— Begin DATA SUPPLIED —

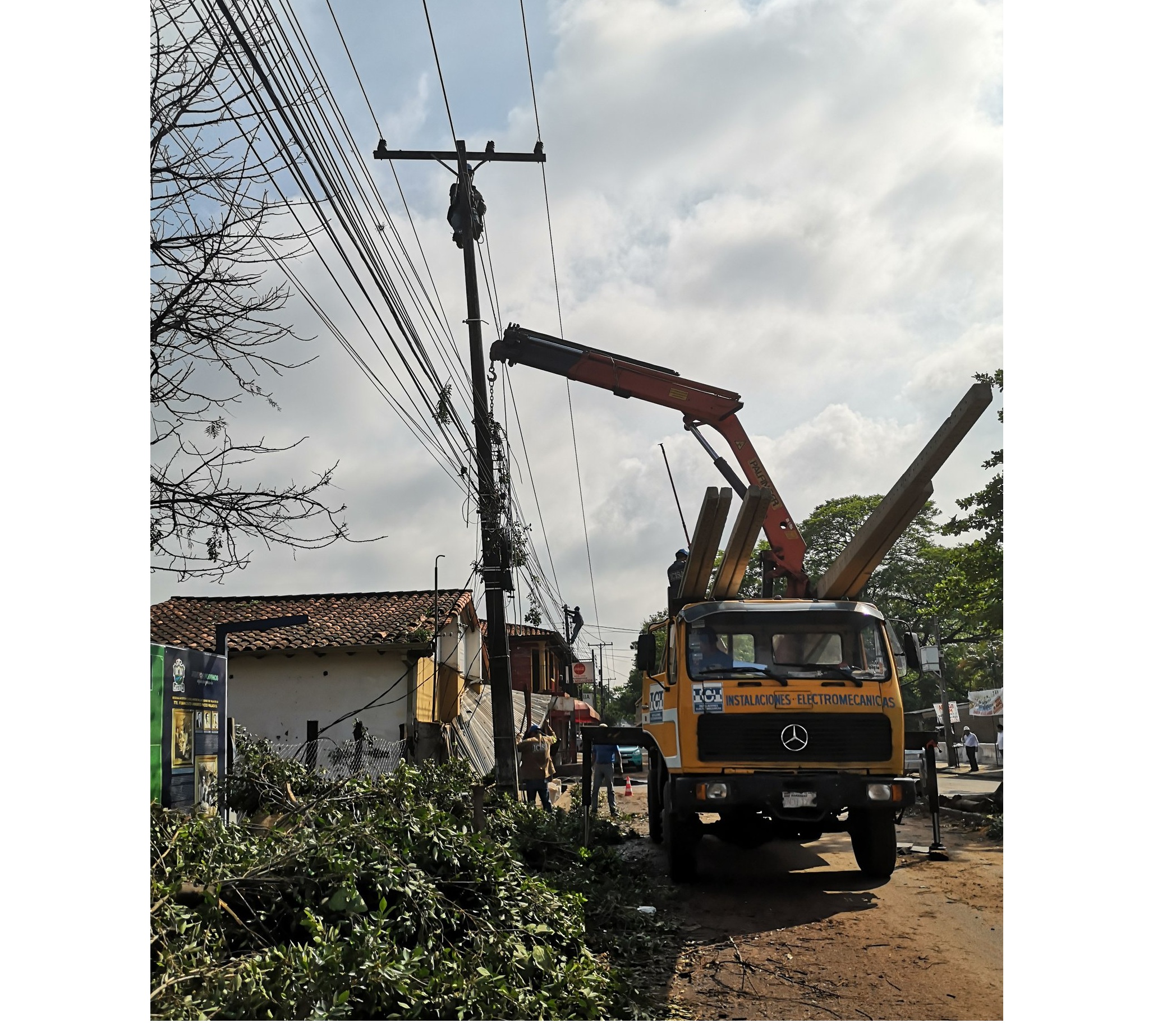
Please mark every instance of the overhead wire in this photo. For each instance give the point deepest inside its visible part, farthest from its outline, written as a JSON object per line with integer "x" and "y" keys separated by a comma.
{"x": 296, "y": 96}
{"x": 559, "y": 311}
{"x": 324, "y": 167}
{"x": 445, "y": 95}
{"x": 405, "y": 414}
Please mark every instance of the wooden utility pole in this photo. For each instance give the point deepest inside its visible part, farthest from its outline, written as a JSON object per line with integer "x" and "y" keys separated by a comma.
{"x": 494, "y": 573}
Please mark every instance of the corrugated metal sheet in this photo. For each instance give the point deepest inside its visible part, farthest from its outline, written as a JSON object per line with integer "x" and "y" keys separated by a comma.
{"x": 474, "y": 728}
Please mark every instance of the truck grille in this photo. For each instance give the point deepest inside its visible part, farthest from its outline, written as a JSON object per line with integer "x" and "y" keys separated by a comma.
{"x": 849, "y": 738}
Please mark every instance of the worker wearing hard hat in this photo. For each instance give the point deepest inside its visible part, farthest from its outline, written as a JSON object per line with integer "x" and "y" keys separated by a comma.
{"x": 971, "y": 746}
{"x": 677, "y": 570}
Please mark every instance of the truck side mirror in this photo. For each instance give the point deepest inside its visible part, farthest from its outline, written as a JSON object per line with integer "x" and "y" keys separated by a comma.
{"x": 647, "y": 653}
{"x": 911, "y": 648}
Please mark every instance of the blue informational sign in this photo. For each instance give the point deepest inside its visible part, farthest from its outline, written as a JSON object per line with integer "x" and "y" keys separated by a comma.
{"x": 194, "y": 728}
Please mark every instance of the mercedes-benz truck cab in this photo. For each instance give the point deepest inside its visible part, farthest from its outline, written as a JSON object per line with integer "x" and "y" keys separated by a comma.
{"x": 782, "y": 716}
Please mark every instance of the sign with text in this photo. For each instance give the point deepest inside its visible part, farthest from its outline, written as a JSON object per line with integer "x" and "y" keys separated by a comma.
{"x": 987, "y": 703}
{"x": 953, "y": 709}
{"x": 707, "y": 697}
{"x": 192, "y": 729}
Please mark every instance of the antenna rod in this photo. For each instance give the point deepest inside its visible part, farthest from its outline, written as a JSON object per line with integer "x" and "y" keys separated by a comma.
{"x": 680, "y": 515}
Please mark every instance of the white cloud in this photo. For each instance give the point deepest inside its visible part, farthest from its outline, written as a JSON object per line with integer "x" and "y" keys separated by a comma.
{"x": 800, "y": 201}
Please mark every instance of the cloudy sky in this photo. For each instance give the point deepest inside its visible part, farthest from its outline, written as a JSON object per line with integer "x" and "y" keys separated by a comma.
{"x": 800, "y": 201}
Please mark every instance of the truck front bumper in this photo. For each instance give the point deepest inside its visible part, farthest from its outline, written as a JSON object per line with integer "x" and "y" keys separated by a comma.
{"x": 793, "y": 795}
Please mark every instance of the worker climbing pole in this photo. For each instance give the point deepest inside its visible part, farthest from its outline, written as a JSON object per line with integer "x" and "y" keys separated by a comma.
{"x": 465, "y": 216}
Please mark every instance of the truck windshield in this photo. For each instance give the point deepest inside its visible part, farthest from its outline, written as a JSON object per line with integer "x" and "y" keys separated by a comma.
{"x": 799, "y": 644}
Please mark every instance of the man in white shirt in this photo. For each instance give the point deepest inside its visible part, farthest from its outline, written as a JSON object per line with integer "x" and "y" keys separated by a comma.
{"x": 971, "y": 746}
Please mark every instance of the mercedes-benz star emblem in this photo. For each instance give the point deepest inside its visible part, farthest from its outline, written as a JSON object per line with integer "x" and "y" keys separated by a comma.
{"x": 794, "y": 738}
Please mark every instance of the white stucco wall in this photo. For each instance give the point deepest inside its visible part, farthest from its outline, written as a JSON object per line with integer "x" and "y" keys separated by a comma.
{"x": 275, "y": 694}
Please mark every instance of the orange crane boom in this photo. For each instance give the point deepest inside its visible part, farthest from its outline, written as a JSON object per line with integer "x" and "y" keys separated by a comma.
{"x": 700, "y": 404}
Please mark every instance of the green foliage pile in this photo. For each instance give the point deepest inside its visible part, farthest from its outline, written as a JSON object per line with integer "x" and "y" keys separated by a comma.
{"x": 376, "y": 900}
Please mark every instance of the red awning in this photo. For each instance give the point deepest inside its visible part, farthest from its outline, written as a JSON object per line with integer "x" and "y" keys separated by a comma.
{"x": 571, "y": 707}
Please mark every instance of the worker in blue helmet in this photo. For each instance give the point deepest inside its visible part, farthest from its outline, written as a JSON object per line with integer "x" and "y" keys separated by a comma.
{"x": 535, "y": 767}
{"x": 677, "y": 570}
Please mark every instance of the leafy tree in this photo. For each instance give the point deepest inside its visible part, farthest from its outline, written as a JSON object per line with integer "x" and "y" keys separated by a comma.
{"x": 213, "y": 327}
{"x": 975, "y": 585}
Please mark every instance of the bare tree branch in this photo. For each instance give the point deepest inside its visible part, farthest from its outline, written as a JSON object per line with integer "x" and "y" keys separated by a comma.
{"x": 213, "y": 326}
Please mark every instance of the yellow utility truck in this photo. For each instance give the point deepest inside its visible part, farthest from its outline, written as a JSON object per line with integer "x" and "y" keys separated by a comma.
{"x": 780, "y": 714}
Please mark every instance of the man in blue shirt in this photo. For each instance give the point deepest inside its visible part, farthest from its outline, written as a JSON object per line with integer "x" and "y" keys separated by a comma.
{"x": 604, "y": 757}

— End DATA SUPPLIED —

- _GOAL_: Rewrite all the records above, switching every "in this photo" to "in this image" and leaving everything else unchanged. Leave the pictures out of your answer.

- _OUTPUT OF THE TASK_:
Please mark every instance of the overhead wire in this image. For each instance give the point deepest inside its visible part, farthest from its outline, written as a JSON object per line with integer "x" and "y" keys separated by a comma.
{"x": 296, "y": 96}
{"x": 559, "y": 311}
{"x": 324, "y": 167}
{"x": 445, "y": 95}
{"x": 405, "y": 414}
Please mark every instance of the wooden utility pole in this image. For each instance give the point deepest inside its visible part, farthest from its outline, written as a JSON object per line with integer "x" and "y" keys separated by a comma.
{"x": 494, "y": 573}
Please mark every instance of the corrugated metal sheet in this image. For each instance give the point deepest inside its visible part, farthest from its outline, written as a JSON object per line with integer "x" and "y" keys separated by a comma.
{"x": 474, "y": 728}
Please mark every instance of the truck grille in this image. For each instance give the point deepest inside its visible part, farthest from its outline, written as a JSON object per line with integer "x" and "y" keys separated by a comma.
{"x": 849, "y": 738}
Please mark every instance of the worker wearing hard hat in this image. For each instance give the point deepest inside its visible part, farthest from its outline, written as a JSON object per line with integer "x" and "y" keys separated by a comma.
{"x": 971, "y": 746}
{"x": 677, "y": 570}
Please mark every instance of the truck side mirror in this image. For each instance give the point deepest inside its visible part, farthest from its outline, written as a JSON object per line with integer "x" and "y" keys separated by a comma.
{"x": 647, "y": 653}
{"x": 911, "y": 648}
Please mark every instance of the blue informational sign in this image. For each instance give the point deepest inside its visible part, farthest from its outline, written as a JSON object per line with integer "x" and "y" keys separated by a comma.
{"x": 194, "y": 728}
Please mark every instance of the mercedes-benz truck cab in this image. For each instance give the point deepest inside its visible part, farthest from its outline, written as a JSON object per line with integer "x" and "y" keys separated by a comma.
{"x": 782, "y": 716}
Please mark every instance of the sign with text in this image. For each instance give the point deepest inside its visible part, farthest from its outline, written as a JSON object per line with integer "x" and "y" keys separated by a comma.
{"x": 987, "y": 703}
{"x": 953, "y": 709}
{"x": 707, "y": 697}
{"x": 192, "y": 729}
Please mark every instance of the antenna rod in this image. For each instance give the point deepest inside its visible part, farthest from its outline, written as a JSON object per line with integer "x" and "y" keys separated by a comma.
{"x": 680, "y": 515}
Please mark every instance of the white cloud in this image. For each instance give the point deepest inside its visible part, farthest from its outline, written as a JSON object per line with integer "x" and "y" keys separated by a comma.
{"x": 800, "y": 201}
Please mark every instance of the cloudy sky in this image. For each instance give the point deepest inside its visible part, farthest from its outline, written as a JSON object per line with integer "x" and "y" keys separated by a comma.
{"x": 800, "y": 201}
Please mark every instance of the truck front bumper in this image. For each instance give the point deepest inside its visible part, farthest from its outline, written as a JSON object per line with integer "x" and "y" keys separated by a comma.
{"x": 793, "y": 795}
Please mark every instance of the worker climbing pole in this image. For each instance give the point deepest inside its visible part, farthest from its outline, written as a JSON object per line with integer "x" and "y" keys separated by a comma.
{"x": 465, "y": 216}
Please mark every instance of the truck windshield in this image. For each instance give the point deepest inside its visible part, farthest from its outline, written as a JSON object per line with integer "x" and "y" keys separated by a comma.
{"x": 799, "y": 644}
Please mark every instance of the man in white shirt in this image. For each instance give the point deepest inside its visible part, farthest from its outline, written as a JSON object per line with integer "x" and "y" keys separated by a comma.
{"x": 971, "y": 746}
Please mark every instance of the mercedes-benz star emblem in this image. For each instance give the point deepest inside its visible part, farthest from its outline, written as a JSON object per line with integer "x" and "y" keys separated by a comma.
{"x": 794, "y": 738}
Please mark every instance of the white stucco wall in this image. For each instance give the point deepest inside its visible part, farthest from its outline, written as a JSON object per line with integer "x" and "y" keys separated by a comma.
{"x": 275, "y": 694}
Please mark every instance of the orange crane boom in this image. For each instance give the point deepest inside its visible part, farthest from its outline, written as a JSON object per line with integer "x" and "y" keys separated by a comma.
{"x": 700, "y": 404}
Please mark every instance of the green foliage pile in this image. For each instance give the point deepest inside its visible part, farthest from its outline, written as a JSON object per line with integer "x" and "y" keys separated by a comma.
{"x": 376, "y": 900}
Please mark every instance of the red awning in this image. For each instance give the point deepest inside its visible part, farthest from its outline, written as a JSON object per line with integer "x" and "y" keys separated by a comma.
{"x": 571, "y": 707}
Please mark every instance of the worker in blue helmet in this image. For each instance give the point deepest inside its visible part, farthest from its outline, written as a JSON object per line with integer "x" and "y" keys separated by a comma.
{"x": 535, "y": 767}
{"x": 677, "y": 570}
Please mark every instance of the leafy tree in this image. For each instance give the point deepest inside its visible part, farthest from its outline, written as a JSON object per line with integer "x" and "y" keys separated by a comma.
{"x": 213, "y": 327}
{"x": 975, "y": 585}
Please mark every instance of the bare tree branch in this image. For each instance give the point deepest inside its visible part, farthest from its outline, written as a JSON object per line with integer "x" and "y" keys separated by a comma.
{"x": 213, "y": 326}
Please mark every instance of the yellow utility truck in this image. For each instance give the point deepest inside its visible part, farthest from its outline, written as a JSON object per line with integer "x" and "y" keys separated by a comma.
{"x": 780, "y": 714}
Please mark every instance of the man in blue shirt in this image. For each instance give the point deepest inside its visible part, farthest from its outline, written as a JSON object per line with integer "x" and "y" keys separated by a comma.
{"x": 604, "y": 757}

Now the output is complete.